(Data records)
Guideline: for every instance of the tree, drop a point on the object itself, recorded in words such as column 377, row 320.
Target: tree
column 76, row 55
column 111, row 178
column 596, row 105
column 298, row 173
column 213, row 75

■ **Exercise**
Reproduce every one of the records above, line for line, without changing anything.

■ **Task solution**
Guideline: for every instance of the tree, drop a point on the object itself, recorded in words such as column 377, row 320.
Target: tree
column 76, row 55
column 111, row 178
column 596, row 105
column 298, row 173
column 213, row 75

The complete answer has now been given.